WORK REQUIRED: Each line of the material must be returned exactly.

══ RECORDS SUPPLIED

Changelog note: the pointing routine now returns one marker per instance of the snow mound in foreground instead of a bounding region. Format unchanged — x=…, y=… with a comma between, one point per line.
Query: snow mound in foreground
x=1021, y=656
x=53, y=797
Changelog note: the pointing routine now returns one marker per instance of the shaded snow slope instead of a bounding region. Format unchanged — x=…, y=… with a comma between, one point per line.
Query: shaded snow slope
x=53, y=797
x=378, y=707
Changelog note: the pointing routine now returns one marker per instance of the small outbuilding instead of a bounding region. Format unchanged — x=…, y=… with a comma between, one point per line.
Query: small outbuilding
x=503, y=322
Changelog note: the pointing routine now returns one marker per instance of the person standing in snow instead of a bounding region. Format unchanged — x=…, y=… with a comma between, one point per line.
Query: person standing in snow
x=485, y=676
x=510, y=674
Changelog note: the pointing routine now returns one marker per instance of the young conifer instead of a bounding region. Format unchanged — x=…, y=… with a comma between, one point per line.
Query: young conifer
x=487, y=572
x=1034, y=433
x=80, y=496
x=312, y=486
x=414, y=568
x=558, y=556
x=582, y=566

════

WRITTEN SOLUTION:
Changelog note: the pointing routine now returns one marker per instance of the snow mound in foreground instead of a bounding region. Format unchanged — x=…, y=… with a comma between, one point per line.
Query: snow mound in foreground
x=1021, y=656
x=53, y=797
Changelog note: the pointing routine now returns one marker per instance of the shaded snow slope instead of a bounding region. Format unchanged — x=…, y=… with a comma between, one point per line.
Query: shaded snow slope
x=53, y=797
x=378, y=707
Changelog note: the pointing routine now returns one marker per instance of the small outbuilding instead of a bounding region. Format unchanged — x=…, y=… with a comma between, one point per line.
Query: small outbuilding
x=503, y=322
Changelog note: the pointing routine now returns one marker per instance of the person standing in snow instead of a bounding region. Format unchanged — x=…, y=… with a comma between, one point per line.
Query: person standing in snow
x=485, y=676
x=510, y=674
Changelog note: the pointing routine now returns one marker per instance of the young conifer instead of a bounding region. Format unchanged — x=…, y=… with a comma between, one point per line.
Query: young conifer
x=487, y=572
x=1034, y=433
x=80, y=496
x=312, y=486
x=414, y=568
x=558, y=556
x=582, y=566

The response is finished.